* [DOCUMENTFRAGMENT]:

◆ ◆ ◆ ◆ ◆ ◆ ◆

Bij brief van 2 april 2014 vraagt mevrouw Leen Hoefnagels namens de
FOD Volksgezondheid, Veiligheid van de Voedselketen en Leefmilieu,
Directoraat-Generaal Dier, Plant en Voeding – Inspectiedienst
Dierenwelzijn en CITES of het controleverslag van de inspectie
Dierenwelzijn     en     het    daaropvolgend   proces-verbaal   als
bestuursdocumenten moeten worden beschouwd en of de
openbaarmaking niet raakt aan de persoonlijke levenssfeer van de
betrokken persoon.

◆ ◆ ◆ ◆ ◆ ◆ ◆

* [MATERIAAL]:
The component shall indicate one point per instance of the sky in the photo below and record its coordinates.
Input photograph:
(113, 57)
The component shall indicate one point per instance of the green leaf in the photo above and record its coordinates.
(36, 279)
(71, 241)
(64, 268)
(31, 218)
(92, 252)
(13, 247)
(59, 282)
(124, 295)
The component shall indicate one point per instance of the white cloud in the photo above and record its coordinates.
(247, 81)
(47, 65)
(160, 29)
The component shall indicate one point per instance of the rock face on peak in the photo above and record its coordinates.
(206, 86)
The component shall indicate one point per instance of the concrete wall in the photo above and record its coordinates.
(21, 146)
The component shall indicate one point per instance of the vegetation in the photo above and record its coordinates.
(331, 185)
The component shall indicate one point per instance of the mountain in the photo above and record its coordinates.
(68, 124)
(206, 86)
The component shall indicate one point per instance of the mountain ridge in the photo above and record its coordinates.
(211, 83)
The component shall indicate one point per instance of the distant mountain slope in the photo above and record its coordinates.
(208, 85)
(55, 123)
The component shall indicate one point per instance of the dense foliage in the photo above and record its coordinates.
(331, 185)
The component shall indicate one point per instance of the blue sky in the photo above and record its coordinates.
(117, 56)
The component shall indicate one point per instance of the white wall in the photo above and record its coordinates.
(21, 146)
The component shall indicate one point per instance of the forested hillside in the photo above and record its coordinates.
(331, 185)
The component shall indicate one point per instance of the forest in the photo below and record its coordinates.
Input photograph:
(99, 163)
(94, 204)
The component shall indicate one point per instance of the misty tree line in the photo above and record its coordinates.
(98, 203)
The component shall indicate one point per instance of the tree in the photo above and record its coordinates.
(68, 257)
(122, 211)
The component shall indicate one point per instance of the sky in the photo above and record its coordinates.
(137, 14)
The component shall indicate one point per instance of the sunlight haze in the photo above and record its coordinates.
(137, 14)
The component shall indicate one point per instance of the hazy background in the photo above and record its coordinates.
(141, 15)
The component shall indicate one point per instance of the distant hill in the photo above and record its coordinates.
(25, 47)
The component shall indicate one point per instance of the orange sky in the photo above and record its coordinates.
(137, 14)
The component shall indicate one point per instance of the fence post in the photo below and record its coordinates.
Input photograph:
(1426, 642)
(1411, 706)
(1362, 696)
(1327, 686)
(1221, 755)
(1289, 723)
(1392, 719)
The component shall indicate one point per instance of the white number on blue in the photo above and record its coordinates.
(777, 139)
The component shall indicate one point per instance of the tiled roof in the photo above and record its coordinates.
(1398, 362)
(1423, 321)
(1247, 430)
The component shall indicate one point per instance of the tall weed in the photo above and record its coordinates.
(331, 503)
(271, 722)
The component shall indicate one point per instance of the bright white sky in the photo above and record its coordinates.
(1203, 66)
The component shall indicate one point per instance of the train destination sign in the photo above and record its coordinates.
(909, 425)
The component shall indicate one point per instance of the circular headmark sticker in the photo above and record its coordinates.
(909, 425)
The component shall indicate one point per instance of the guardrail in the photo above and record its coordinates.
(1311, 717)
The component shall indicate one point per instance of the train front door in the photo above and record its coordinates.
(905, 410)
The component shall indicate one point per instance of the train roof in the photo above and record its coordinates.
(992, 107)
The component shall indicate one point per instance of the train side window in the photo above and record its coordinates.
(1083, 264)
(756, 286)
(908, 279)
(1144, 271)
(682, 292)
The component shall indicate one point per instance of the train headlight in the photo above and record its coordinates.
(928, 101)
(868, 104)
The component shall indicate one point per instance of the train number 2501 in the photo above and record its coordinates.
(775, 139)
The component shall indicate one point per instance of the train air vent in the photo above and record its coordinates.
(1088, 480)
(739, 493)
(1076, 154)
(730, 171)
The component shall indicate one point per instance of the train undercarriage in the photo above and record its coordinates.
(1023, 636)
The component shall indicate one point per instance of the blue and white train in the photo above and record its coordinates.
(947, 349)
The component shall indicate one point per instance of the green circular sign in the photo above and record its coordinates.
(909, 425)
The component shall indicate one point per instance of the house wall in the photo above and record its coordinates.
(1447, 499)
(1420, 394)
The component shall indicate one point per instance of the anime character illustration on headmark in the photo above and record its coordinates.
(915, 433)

◆ ◆ ◆ ◆ ◆ ◆ ◆

* [KORTE OPDRACHT]: Geef het documentfragment over het controleverslag van de inspectie Dierenwelzijn woord voor woord en volledig opnieuw weer. De lijst is afkomstig uit een andere bron dan het documentfragment.

* [ANTWOORD OP OPDRACHT]:
Bij brief van 2 april 2014 vraagt mevrouw Leen Hoefnagels namens de
FOD Volksgezondheid, Veiligheid van de Voedselketen en Leefmilieu,
Directoraat-Generaal Dier, Plant en Voeding – Inspectiedienst
Dierenwelzijn en CITES of het controleverslag van de inspectie
Dierenwelzijn     en     het    daaropvolgend   proces-verbaal   als
bestuursdocumenten moeten worden beschouwd en of de
openbaarmaking niet raakt aan de persoonlijke levenssfeer van de
betrokken persoon.